*** Supplied material ***

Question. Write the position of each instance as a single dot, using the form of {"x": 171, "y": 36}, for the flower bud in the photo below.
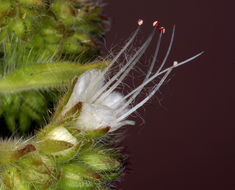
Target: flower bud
{"x": 58, "y": 142}
{"x": 18, "y": 28}
{"x": 77, "y": 176}
{"x": 11, "y": 151}
{"x": 31, "y": 3}
{"x": 36, "y": 169}
{"x": 99, "y": 160}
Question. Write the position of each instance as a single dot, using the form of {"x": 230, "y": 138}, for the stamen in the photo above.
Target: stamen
{"x": 175, "y": 63}
{"x": 162, "y": 30}
{"x": 124, "y": 69}
{"x": 113, "y": 61}
{"x": 154, "y": 59}
{"x": 156, "y": 24}
{"x": 145, "y": 99}
{"x": 160, "y": 73}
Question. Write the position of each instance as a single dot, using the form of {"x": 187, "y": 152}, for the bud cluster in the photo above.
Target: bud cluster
{"x": 34, "y": 32}
{"x": 65, "y": 28}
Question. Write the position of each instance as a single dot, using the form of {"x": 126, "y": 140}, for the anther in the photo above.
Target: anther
{"x": 162, "y": 30}
{"x": 156, "y": 24}
{"x": 24, "y": 16}
{"x": 140, "y": 22}
{"x": 175, "y": 63}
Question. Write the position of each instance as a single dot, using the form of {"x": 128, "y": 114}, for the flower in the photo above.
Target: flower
{"x": 102, "y": 105}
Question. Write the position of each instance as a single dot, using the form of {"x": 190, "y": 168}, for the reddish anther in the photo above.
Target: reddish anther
{"x": 162, "y": 30}
{"x": 156, "y": 24}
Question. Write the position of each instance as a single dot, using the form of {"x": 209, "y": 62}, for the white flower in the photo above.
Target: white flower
{"x": 102, "y": 105}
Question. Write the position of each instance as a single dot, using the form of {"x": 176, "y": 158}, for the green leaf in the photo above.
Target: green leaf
{"x": 42, "y": 76}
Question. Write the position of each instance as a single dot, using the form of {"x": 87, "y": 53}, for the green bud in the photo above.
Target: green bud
{"x": 76, "y": 176}
{"x": 49, "y": 146}
{"x": 96, "y": 133}
{"x": 9, "y": 153}
{"x": 13, "y": 180}
{"x": 5, "y": 6}
{"x": 100, "y": 161}
{"x": 31, "y": 3}
{"x": 41, "y": 76}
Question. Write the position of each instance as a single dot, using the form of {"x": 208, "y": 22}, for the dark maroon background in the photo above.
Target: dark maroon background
{"x": 188, "y": 141}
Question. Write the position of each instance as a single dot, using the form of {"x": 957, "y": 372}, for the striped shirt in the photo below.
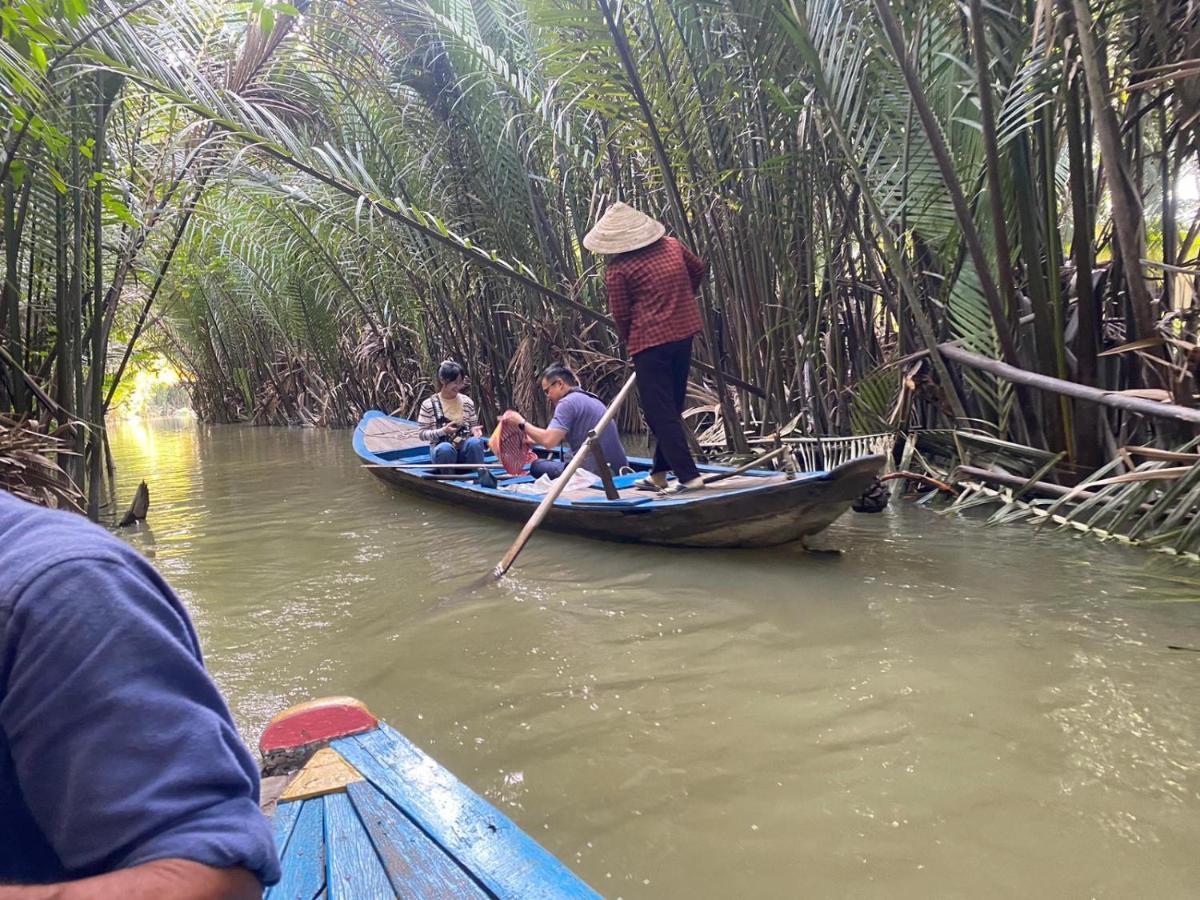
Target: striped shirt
{"x": 433, "y": 417}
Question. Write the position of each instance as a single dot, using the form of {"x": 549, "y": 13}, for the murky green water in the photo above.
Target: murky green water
{"x": 945, "y": 711}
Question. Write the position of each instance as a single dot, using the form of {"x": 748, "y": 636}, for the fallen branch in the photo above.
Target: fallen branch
{"x": 1071, "y": 389}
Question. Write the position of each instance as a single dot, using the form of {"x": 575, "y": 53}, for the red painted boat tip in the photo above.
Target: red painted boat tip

*** End of Supplied material ***

What you will do
None of the pictures should appear; repeat the records exactly otherwise.

Result below
Question. Write the position of each instance as a single dot, using the form of {"x": 171, "y": 36}, for the flower bud in the photo below.
Target: flower bud
{"x": 58, "y": 142}
{"x": 18, "y": 28}
{"x": 77, "y": 176}
{"x": 11, "y": 151}
{"x": 31, "y": 3}
{"x": 36, "y": 169}
{"x": 99, "y": 160}
Question. Write the position of each instance as a single dot, using the form of {"x": 230, "y": 138}, for the stamen in the photo above.
Target: stamen
{"x": 175, "y": 63}
{"x": 162, "y": 30}
{"x": 124, "y": 69}
{"x": 113, "y": 61}
{"x": 154, "y": 59}
{"x": 156, "y": 24}
{"x": 145, "y": 99}
{"x": 160, "y": 73}
Question. Write the position of each instance as a single dot, using the form of {"x": 187, "y": 152}, for the bud cluster in the photo above.
Target: bud cluster
{"x": 34, "y": 32}
{"x": 65, "y": 28}
Question. Write the position of each instance as a single dot, using the form of {"x": 126, "y": 140}, for the anther in the photo above.
Target: anther
{"x": 162, "y": 30}
{"x": 156, "y": 24}
{"x": 24, "y": 16}
{"x": 140, "y": 22}
{"x": 175, "y": 63}
Question. Write the position of each instance as a single dot, using the form of {"x": 128, "y": 114}, for the flower in the photo above.
Target: flower
{"x": 102, "y": 105}
Question. Write the position of each instance as a single dot, using the form of {"x": 190, "y": 168}, for the reddish anther in the photo above.
Target: reddish anther
{"x": 162, "y": 30}
{"x": 156, "y": 24}
Question. Write the position of each instance as a single dot, using the form of {"x": 209, "y": 62}, for the white flower in the photo above.
Target: white flower
{"x": 102, "y": 105}
Question. Write the position of each instance as a single dot, using the form of {"x": 176, "y": 158}, for the green leaf in the photo above.
Target: green leaf
{"x": 42, "y": 76}
Question. Write the position of each instance as a single dot, using the form of {"x": 87, "y": 53}, for the green bud in the photo above.
Target: green bud
{"x": 76, "y": 176}
{"x": 49, "y": 146}
{"x": 96, "y": 133}
{"x": 9, "y": 153}
{"x": 13, "y": 180}
{"x": 5, "y": 6}
{"x": 100, "y": 161}
{"x": 31, "y": 3}
{"x": 41, "y": 76}
Question. Write the position of each instance as a single dot, using the form of {"x": 208, "y": 22}, for the dark maroon background in the photo above.
Target: dark maroon background
{"x": 188, "y": 141}
Question. Write the position of each instance as a single dot, using the form of {"x": 957, "y": 372}, for the striped shirt in the photo below.
Target: striped shirt
{"x": 433, "y": 417}
Question. Write the position of each instance as a single dot, using the form of {"x": 549, "y": 13}, for the murky green water in the photo above.
Target: murky green water
{"x": 945, "y": 711}
Question. Write the position of each instance as a single dot, using the form of {"x": 748, "y": 636}, for the fallen branch in the photo above.
Target: fallen branch
{"x": 1071, "y": 389}
Question. Write the position of each instance as a single dot, using the form of {"x": 575, "y": 53}, for the red painted boat tip in the photo above.
Target: red painted boat tip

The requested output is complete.